_Work to complete:_ Scan the entries and copy each line where the word "below" is present.

_Data to use:_
----------------

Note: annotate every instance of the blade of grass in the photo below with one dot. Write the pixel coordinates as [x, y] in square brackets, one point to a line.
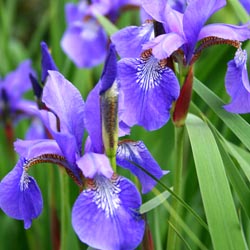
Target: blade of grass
[218, 203]
[154, 202]
[241, 156]
[234, 176]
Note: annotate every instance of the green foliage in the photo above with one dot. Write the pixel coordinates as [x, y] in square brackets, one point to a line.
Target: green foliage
[216, 170]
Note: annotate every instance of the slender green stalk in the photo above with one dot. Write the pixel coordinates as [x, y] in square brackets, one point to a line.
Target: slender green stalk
[173, 239]
[64, 191]
[54, 220]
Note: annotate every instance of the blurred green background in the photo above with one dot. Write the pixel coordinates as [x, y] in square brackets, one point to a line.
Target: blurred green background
[23, 25]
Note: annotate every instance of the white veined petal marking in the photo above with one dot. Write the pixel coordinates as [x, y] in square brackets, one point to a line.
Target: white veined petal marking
[106, 194]
[149, 71]
[24, 181]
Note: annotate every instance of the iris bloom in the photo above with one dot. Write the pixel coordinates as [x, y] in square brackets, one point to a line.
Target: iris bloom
[237, 84]
[109, 204]
[12, 88]
[185, 37]
[185, 30]
[148, 86]
[47, 63]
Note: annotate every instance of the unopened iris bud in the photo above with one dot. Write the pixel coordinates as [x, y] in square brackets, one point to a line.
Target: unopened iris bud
[109, 111]
[109, 106]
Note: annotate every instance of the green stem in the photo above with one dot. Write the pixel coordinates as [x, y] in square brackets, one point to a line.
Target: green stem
[64, 191]
[173, 239]
[54, 220]
[113, 162]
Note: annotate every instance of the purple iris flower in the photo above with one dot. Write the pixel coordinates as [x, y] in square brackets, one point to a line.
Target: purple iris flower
[185, 30]
[246, 5]
[47, 63]
[149, 88]
[237, 84]
[12, 88]
[20, 196]
[109, 204]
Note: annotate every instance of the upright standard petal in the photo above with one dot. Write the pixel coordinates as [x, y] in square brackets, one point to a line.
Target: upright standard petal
[194, 19]
[149, 89]
[64, 99]
[20, 196]
[163, 46]
[47, 61]
[136, 157]
[105, 215]
[93, 164]
[226, 31]
[237, 84]
[17, 82]
[129, 41]
[92, 119]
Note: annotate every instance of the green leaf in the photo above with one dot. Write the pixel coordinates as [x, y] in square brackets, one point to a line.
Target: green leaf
[217, 199]
[233, 121]
[154, 202]
[241, 156]
[236, 180]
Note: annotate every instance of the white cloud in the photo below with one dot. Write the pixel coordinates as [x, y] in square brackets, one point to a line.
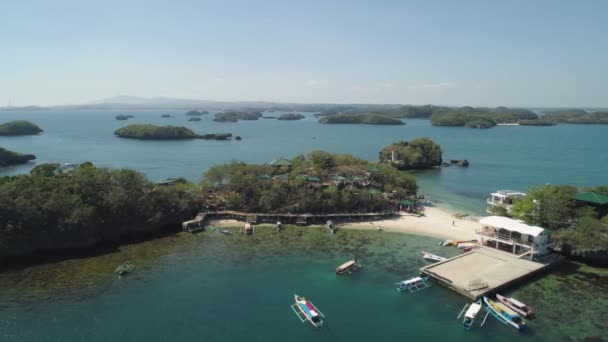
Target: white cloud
[433, 86]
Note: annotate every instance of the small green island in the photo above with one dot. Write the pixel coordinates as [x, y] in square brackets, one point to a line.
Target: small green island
[366, 118]
[235, 116]
[8, 158]
[153, 132]
[196, 112]
[418, 154]
[290, 116]
[19, 127]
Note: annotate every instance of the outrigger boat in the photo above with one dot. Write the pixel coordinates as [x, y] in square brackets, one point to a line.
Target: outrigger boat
[306, 311]
[432, 257]
[471, 312]
[413, 285]
[516, 305]
[348, 267]
[504, 314]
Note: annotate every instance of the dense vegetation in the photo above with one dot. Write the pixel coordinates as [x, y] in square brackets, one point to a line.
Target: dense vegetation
[50, 209]
[577, 117]
[196, 112]
[233, 116]
[141, 131]
[417, 154]
[291, 116]
[315, 183]
[575, 226]
[11, 158]
[367, 118]
[19, 127]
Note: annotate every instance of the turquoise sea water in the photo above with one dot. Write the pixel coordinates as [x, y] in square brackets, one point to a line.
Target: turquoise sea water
[216, 288]
[211, 287]
[501, 157]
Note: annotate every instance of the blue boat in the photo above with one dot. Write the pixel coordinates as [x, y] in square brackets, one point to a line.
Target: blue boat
[504, 314]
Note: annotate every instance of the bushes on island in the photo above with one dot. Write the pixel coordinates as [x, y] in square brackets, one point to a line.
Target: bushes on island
[368, 118]
[49, 210]
[12, 158]
[19, 127]
[146, 131]
[315, 183]
[422, 153]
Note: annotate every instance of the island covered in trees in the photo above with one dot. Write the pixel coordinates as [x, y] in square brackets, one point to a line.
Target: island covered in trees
[365, 118]
[19, 127]
[50, 209]
[318, 182]
[13, 158]
[418, 154]
[153, 132]
[289, 116]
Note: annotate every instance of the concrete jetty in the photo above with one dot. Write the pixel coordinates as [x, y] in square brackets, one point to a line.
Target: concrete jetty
[484, 271]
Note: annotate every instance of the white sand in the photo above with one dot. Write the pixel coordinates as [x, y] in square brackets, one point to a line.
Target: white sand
[436, 223]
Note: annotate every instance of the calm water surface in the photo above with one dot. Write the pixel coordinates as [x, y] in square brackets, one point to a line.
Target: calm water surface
[213, 287]
[501, 157]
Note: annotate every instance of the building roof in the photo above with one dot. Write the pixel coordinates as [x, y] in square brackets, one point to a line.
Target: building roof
[591, 197]
[511, 225]
[280, 162]
[508, 193]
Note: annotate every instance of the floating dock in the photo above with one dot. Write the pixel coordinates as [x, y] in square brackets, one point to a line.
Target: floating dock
[485, 271]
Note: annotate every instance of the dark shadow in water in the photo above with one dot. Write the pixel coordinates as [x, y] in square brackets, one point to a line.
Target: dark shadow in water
[106, 247]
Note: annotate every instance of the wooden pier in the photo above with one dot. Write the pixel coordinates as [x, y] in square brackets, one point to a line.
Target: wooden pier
[485, 271]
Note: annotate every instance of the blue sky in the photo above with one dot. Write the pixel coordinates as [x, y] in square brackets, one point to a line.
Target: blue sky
[489, 53]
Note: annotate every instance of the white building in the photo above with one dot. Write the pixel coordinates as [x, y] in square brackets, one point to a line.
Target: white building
[513, 236]
[504, 199]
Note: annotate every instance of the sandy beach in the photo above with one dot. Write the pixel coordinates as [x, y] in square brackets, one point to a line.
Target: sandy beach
[437, 223]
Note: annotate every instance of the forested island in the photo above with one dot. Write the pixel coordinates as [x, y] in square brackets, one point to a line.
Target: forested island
[49, 209]
[577, 116]
[153, 132]
[235, 116]
[13, 158]
[289, 116]
[19, 127]
[366, 118]
[578, 221]
[418, 154]
[197, 112]
[318, 182]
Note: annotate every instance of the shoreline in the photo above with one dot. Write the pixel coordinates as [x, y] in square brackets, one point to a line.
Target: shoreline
[437, 223]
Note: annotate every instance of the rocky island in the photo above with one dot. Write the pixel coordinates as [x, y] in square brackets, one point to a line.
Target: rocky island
[368, 118]
[153, 132]
[234, 116]
[19, 127]
[290, 116]
[13, 158]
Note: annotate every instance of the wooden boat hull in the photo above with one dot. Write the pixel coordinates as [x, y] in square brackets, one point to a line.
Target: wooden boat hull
[526, 313]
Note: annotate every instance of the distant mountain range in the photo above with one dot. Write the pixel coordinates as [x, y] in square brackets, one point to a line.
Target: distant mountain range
[125, 102]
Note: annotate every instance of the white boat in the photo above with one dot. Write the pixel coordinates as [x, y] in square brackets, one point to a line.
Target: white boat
[432, 257]
[471, 312]
[414, 284]
[306, 311]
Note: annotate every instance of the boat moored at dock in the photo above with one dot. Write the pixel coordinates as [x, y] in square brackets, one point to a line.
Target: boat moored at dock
[516, 305]
[504, 314]
[414, 284]
[471, 312]
[432, 257]
[348, 267]
[306, 311]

----------------

_Solution for this problem:_
Note: annotate every instance of the blade of grass in the photo below with one dot. Write the pixel coordinates as [x, y] in square brackets, one point to a line.
Note: annotate every instance of the white cloud in the photo below with one dot. Write the pixel coordinates as [x, y] in square brackets, one point to a line.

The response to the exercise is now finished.